*** Stored data ***

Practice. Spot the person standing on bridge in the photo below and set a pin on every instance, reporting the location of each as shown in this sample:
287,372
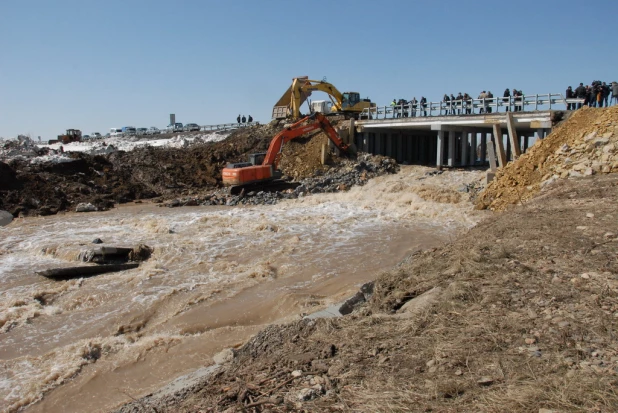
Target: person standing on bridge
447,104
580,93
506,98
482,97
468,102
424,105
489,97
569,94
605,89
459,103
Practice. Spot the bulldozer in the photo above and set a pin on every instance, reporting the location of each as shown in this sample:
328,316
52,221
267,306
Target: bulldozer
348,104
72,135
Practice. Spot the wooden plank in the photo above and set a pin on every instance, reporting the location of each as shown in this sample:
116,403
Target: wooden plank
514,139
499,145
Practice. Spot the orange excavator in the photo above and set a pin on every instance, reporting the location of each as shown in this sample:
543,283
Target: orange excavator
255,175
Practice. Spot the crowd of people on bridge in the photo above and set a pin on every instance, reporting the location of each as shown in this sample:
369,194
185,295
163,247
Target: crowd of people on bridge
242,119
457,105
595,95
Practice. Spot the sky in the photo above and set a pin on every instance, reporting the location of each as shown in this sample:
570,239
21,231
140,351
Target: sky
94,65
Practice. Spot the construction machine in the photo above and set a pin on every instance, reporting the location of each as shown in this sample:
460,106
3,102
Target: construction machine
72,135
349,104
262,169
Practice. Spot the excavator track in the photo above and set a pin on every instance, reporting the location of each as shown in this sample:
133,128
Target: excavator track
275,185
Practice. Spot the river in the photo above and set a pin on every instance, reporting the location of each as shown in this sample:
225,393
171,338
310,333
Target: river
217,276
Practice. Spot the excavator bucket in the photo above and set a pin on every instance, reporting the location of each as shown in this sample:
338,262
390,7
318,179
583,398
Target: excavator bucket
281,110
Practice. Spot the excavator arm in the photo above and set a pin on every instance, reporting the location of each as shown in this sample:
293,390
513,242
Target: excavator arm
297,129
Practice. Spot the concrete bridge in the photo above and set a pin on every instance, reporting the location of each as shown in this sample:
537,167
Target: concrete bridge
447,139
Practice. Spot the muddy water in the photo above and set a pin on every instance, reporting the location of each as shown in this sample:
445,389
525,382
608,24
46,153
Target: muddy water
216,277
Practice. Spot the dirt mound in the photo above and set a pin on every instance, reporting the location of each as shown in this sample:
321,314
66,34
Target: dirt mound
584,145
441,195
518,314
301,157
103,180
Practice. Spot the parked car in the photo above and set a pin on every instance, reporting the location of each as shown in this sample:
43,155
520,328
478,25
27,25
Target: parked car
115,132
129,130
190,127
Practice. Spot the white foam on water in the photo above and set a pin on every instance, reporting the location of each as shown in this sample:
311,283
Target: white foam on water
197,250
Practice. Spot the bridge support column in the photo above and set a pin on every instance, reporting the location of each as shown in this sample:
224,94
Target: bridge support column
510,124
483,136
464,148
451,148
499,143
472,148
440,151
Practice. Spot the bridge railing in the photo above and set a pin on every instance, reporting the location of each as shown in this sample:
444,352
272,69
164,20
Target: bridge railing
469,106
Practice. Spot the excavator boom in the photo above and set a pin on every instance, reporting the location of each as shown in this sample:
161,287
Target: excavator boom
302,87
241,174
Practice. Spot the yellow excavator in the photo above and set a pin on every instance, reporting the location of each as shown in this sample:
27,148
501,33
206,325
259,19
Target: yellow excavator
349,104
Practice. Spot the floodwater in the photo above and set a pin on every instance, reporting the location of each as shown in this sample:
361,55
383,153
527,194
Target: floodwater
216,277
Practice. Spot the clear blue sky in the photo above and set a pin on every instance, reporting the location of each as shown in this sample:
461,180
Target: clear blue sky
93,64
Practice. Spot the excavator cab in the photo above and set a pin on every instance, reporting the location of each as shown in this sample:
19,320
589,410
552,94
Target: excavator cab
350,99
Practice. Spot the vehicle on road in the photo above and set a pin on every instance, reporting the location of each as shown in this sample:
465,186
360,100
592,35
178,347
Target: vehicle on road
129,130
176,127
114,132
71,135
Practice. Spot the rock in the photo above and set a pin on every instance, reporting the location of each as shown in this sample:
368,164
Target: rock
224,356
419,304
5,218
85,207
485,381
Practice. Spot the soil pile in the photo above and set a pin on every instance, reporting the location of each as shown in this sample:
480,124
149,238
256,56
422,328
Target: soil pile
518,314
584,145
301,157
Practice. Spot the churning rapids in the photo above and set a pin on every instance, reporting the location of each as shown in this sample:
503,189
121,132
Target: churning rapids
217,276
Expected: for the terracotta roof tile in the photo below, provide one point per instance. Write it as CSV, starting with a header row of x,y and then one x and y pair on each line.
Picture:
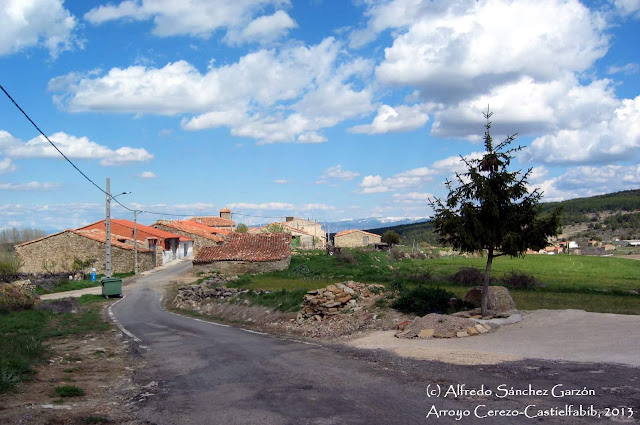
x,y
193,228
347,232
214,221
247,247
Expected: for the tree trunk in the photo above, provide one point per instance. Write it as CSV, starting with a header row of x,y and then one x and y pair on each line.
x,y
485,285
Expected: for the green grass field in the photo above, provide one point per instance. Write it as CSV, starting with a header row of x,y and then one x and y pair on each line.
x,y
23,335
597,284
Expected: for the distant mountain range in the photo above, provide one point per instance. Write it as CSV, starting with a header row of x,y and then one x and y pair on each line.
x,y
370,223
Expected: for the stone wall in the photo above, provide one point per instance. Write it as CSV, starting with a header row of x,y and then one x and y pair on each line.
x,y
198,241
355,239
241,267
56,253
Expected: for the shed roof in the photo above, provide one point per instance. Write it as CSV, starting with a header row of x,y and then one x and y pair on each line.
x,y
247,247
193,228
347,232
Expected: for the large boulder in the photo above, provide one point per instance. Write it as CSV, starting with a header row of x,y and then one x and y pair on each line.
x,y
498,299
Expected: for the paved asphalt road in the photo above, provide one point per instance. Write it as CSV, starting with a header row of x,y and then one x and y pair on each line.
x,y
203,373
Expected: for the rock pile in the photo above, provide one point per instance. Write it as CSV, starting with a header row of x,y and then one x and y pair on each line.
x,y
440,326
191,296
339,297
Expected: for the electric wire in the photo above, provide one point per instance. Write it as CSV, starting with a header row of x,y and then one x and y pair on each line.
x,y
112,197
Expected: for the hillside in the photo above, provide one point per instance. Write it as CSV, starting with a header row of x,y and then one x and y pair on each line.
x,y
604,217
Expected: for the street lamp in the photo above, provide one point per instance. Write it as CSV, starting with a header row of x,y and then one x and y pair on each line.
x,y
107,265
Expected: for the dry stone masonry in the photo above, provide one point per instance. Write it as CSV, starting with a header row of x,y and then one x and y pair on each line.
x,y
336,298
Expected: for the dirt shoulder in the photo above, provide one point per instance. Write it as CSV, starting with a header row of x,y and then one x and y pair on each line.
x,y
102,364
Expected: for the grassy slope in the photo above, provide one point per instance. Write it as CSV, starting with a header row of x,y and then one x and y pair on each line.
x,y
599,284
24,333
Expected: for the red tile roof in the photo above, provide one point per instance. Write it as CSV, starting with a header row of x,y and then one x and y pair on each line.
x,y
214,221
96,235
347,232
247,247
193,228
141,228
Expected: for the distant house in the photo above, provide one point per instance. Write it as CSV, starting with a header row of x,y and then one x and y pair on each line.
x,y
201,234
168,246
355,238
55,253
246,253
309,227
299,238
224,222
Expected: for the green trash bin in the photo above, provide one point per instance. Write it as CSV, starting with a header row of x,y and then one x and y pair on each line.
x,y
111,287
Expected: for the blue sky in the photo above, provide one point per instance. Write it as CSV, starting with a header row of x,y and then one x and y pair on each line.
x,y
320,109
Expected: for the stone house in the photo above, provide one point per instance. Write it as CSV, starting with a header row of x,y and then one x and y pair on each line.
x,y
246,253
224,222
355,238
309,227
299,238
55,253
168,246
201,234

***
*** Stored data ***

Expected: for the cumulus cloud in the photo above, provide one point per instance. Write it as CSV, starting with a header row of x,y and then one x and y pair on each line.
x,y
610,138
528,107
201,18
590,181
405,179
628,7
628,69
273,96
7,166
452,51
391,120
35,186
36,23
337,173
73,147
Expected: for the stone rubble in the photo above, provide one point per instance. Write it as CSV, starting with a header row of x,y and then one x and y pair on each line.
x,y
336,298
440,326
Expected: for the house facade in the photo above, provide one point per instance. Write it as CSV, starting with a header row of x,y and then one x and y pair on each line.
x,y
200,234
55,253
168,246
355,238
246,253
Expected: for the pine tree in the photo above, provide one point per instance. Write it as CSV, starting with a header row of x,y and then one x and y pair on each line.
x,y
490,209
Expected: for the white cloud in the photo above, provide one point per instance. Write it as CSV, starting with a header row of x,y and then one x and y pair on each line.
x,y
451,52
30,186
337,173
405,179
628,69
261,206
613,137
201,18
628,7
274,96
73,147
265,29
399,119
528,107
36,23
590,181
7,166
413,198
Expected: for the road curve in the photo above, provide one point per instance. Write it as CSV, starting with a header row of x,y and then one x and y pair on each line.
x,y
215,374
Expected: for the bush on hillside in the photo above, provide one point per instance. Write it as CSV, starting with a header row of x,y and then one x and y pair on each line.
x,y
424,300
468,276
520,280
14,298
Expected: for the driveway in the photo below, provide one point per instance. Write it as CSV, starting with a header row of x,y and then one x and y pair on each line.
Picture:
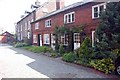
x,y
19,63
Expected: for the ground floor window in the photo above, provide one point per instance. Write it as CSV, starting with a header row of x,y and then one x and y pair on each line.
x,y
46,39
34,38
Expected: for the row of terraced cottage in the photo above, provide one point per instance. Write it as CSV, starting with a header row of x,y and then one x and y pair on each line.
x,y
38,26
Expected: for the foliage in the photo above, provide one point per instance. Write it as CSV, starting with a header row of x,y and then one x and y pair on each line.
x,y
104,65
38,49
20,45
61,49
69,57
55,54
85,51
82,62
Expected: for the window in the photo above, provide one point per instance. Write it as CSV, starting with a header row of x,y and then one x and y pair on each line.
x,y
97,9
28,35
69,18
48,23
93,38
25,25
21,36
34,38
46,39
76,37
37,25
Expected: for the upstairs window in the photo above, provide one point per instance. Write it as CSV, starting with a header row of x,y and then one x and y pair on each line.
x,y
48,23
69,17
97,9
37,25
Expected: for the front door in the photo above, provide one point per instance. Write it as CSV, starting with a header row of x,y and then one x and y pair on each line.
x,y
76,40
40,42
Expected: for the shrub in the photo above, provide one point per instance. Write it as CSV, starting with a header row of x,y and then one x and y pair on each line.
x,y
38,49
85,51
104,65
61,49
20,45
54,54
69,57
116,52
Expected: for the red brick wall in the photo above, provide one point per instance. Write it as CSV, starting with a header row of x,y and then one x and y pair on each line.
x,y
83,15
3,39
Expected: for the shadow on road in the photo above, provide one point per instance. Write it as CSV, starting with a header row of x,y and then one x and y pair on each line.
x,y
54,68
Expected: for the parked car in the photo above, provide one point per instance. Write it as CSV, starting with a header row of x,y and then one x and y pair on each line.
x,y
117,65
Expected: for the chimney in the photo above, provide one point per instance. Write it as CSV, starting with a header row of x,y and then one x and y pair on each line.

***

● Task
Show each line of the data that contains the string "construction", copied in full.

● Result
Practice. Spot the construction machine in the photo above and set a pin on every instance, reporting the location of each as shown in this sample:
Target: construction machine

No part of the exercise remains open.